_WRITTEN EXERCISE A_
Translate this sentence from the patent excerpt into Spanish: "FIG. 19a is a block diagram of a communication apparatus according to the embodiments of the present disclosure."

Optionally, in one embodiment of the present disclosure, both the first request message and the second request message include at least one of:

• • an AI service type corresponding to the AI service requested by the terminal;
  • an AI service ID corresponding to the AI service requested by the terminal; or
  • user information of the terminal.

Optionally, in one embodiment of the present disclosure, the apparatus is further configured to:

• • receive a second response message sent by the terminal, in which the second response message indicates whether the terminal has successfully received the final service execution result corresponding to the AI service.

Optionally, in one embodiment of the present disclosure, the apparatus is further configured to:

• • receive a feedback result sent by the terminal, in which the feedback result is configured to feed back a satisfaction degree with the final service execution result.

FIG. 19a is a block diagram of a communication apparatus according to the embodiments of the present disclosure. As shown in FIG. 19, the apparatus may include:

• • a transceiver module, configured to send a second request message to an AMF network element, in which the second request message indicates that there is an AI service requested by the terminal;
  • in which the transceiver module is configured to receive a final service execution result corresponding to the AI service sent by the AMF network element.

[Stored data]
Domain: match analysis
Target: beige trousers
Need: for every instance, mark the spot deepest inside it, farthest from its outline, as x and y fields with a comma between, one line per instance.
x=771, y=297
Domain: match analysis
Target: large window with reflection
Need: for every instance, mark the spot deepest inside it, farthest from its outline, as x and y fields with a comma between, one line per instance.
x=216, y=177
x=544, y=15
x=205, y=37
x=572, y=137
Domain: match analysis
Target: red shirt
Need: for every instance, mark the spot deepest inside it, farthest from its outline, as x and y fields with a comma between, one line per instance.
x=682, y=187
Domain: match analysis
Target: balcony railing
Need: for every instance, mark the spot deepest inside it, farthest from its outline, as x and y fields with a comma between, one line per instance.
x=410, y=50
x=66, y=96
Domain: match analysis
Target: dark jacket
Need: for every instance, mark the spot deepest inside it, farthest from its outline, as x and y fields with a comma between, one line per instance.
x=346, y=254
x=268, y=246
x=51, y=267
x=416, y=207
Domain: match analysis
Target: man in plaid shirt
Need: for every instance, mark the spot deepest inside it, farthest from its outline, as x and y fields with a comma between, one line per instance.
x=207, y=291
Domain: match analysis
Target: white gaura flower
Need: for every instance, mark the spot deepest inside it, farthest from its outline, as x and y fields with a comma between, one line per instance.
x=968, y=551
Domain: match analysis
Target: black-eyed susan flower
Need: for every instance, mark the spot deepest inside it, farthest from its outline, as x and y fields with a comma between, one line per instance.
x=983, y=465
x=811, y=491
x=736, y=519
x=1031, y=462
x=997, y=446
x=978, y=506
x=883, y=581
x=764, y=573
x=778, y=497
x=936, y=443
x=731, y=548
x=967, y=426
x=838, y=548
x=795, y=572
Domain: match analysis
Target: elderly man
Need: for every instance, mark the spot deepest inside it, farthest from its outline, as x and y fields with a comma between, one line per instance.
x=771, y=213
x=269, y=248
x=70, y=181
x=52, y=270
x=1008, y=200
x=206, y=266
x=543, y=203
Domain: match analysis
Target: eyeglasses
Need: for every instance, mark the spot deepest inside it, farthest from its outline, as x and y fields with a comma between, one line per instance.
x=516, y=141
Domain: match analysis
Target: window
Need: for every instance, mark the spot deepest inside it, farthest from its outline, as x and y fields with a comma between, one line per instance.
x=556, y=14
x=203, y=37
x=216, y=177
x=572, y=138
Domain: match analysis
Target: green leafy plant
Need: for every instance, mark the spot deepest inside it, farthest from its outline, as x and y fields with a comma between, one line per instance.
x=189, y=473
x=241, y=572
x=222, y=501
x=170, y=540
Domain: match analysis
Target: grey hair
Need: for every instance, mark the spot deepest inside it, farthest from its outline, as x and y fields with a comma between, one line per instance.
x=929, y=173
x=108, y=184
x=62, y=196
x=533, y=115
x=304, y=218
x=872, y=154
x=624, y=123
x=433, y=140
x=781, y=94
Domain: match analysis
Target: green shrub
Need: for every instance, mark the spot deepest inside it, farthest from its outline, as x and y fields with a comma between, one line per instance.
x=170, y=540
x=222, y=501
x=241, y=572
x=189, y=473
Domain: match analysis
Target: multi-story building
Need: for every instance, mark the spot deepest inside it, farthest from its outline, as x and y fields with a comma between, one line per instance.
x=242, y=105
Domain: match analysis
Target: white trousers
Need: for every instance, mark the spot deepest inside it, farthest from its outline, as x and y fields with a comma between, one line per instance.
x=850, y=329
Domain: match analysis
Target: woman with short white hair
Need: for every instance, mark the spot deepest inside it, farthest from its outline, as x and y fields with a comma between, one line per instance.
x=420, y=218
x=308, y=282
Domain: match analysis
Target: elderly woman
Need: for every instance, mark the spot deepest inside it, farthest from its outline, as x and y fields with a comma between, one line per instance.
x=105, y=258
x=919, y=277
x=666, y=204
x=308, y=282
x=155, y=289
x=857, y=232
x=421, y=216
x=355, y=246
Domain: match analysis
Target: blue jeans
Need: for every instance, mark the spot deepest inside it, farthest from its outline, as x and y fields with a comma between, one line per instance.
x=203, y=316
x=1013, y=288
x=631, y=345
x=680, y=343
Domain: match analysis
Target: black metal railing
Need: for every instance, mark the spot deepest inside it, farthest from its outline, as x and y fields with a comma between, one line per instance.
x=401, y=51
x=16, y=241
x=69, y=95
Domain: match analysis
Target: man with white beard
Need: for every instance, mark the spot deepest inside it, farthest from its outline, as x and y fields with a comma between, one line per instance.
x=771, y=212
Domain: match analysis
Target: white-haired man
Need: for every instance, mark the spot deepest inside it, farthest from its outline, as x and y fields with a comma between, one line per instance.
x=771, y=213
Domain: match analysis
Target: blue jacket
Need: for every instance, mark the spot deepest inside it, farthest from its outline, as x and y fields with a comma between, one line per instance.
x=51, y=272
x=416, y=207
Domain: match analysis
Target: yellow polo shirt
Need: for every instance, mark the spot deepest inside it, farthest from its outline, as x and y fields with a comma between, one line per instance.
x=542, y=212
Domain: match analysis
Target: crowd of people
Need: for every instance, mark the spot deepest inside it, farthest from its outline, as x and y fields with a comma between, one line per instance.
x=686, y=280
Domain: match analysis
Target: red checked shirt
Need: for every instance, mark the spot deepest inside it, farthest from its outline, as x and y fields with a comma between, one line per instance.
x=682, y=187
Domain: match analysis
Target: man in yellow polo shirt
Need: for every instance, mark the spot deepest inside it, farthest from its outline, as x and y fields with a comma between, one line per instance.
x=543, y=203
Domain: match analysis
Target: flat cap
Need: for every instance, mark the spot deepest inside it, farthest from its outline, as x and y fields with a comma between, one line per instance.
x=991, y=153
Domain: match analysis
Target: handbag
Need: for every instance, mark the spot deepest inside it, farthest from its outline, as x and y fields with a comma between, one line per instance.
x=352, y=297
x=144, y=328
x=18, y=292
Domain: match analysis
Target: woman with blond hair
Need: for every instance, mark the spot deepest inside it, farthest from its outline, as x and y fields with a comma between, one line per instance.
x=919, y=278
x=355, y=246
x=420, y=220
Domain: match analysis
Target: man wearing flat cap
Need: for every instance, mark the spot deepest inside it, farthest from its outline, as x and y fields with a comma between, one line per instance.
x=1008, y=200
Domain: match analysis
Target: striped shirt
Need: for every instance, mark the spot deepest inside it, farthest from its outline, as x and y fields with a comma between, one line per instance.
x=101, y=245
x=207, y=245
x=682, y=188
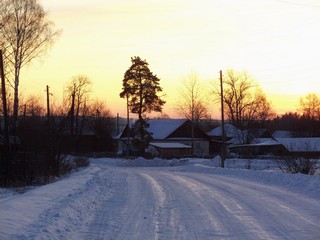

_WRITTEN EXERCISE B_
Count the lines of the listing that contain the string "trousers", with case taken into account, and give only the number.

_CORRECT RESULT A_
La FIG. 19a es un diagrama de bloques de un aparato de comunicación según las realizaciones de la presente divulgación.

_CORRECT RESULT B_
2